- _THE PROBLEM_
Copy the data exactly; pictures stay out of the copy.
= = =
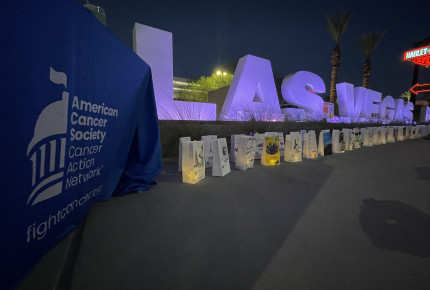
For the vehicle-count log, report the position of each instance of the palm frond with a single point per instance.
(369, 42)
(338, 23)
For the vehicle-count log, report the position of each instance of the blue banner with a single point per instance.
(78, 124)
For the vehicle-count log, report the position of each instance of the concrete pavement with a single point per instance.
(357, 220)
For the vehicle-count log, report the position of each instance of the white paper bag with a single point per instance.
(293, 148)
(193, 162)
(325, 144)
(182, 139)
(338, 141)
(259, 139)
(281, 143)
(391, 138)
(357, 138)
(376, 135)
(271, 155)
(409, 132)
(367, 136)
(401, 131)
(347, 136)
(383, 135)
(310, 148)
(246, 152)
(233, 146)
(221, 162)
(208, 150)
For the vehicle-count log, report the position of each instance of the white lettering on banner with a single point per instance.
(87, 135)
(37, 231)
(300, 89)
(360, 102)
(53, 141)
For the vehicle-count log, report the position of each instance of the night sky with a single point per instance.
(291, 34)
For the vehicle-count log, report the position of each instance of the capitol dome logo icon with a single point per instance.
(47, 148)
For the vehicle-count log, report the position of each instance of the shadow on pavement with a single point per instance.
(217, 234)
(396, 226)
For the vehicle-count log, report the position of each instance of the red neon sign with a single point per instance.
(416, 53)
(423, 60)
(417, 88)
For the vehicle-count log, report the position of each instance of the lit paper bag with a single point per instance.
(415, 133)
(376, 135)
(259, 139)
(193, 162)
(182, 139)
(233, 146)
(302, 133)
(246, 152)
(208, 150)
(357, 138)
(367, 136)
(401, 131)
(338, 142)
(422, 130)
(325, 143)
(409, 132)
(281, 143)
(310, 149)
(391, 138)
(384, 135)
(271, 155)
(347, 135)
(221, 162)
(293, 148)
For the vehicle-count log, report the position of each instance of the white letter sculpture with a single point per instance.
(252, 92)
(154, 46)
(298, 89)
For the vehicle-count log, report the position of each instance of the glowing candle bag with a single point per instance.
(271, 155)
(325, 143)
(193, 162)
(221, 162)
(310, 149)
(293, 147)
(181, 140)
(208, 150)
(245, 152)
(234, 146)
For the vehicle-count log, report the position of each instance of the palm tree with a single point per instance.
(368, 43)
(336, 26)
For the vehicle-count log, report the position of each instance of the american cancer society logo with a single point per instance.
(47, 148)
(62, 159)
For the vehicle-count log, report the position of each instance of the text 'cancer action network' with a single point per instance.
(89, 127)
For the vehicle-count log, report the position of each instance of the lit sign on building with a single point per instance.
(252, 93)
(419, 56)
(417, 88)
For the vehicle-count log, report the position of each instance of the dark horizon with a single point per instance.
(293, 36)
= = =
- _WRITTEN REPLY_
For the vehicle-count log, report the position of each instance of the palm frond with a single point per instance.
(369, 42)
(338, 23)
For the vehicle-count log, report the position of each instance of the blue banner with a single point per instance.
(78, 124)
For the vehicle-count log, report the position of each instance of the concrete pavement with a single point per instance.
(357, 220)
For the vehicle-count log, report the position of each instance of the white paper bag with a single point per instance.
(293, 148)
(193, 162)
(325, 144)
(182, 139)
(338, 141)
(259, 139)
(281, 143)
(391, 138)
(357, 138)
(376, 135)
(271, 155)
(409, 132)
(367, 136)
(401, 131)
(347, 136)
(383, 135)
(310, 148)
(246, 152)
(233, 146)
(221, 162)
(208, 150)
For the vehicle-count log, report the position of each instance of the white lettering on banner with a single point per instance.
(87, 135)
(37, 231)
(300, 89)
(360, 102)
(53, 141)
For the vehicle-count log, report the position of each instance of the night sky with a single point per instance.
(291, 34)
For the vehicle-count log, report the position of each instance of the capitol dome logo icon with a single point per instance.
(47, 148)
For the vehicle-count log, report the position of each instance of the shadow on pavement with a single point per instance.
(217, 234)
(396, 226)
For the vehicle-count log, report the position of each instance of the red neon sign with a single point per instance.
(416, 53)
(423, 60)
(417, 88)
For the vehicle-count log, report the position of each instance of the lit paper bag with a single point per instance.
(415, 133)
(376, 135)
(259, 139)
(193, 162)
(182, 139)
(233, 146)
(302, 133)
(246, 152)
(208, 150)
(357, 138)
(367, 136)
(401, 131)
(338, 142)
(422, 130)
(325, 143)
(409, 132)
(281, 143)
(310, 149)
(391, 138)
(384, 135)
(271, 155)
(347, 135)
(221, 162)
(293, 148)
For the vehicle-count log, report the position of each instance of the white letter sculpture with a single point per instance.
(252, 92)
(154, 46)
(298, 89)
For the vehicle-count log, report the position of each instance of the glowing candle bag with a single point per instance.
(271, 155)
(325, 143)
(193, 162)
(221, 162)
(310, 149)
(293, 147)
(181, 140)
(208, 150)
(245, 152)
(234, 146)
For the vehicle-count log, report the position of each instance of the palm tree with a single point per instance.
(368, 43)
(336, 26)
For the vehicle-count log, report the position of each instance of the american cancer society logo with a single point per instance.
(47, 148)
(62, 159)
For the vehicle-count log, report the position of each instance of the text 'cancer action network' with a single point per instance.
(89, 127)
For the vehicle-count log, report the position of each instance of the lit sign on building with a single point per instance.
(252, 93)
(419, 56)
(417, 88)
For the vehicle-count log, report the position of each instance of the dark horizon with a single point per instance.
(293, 36)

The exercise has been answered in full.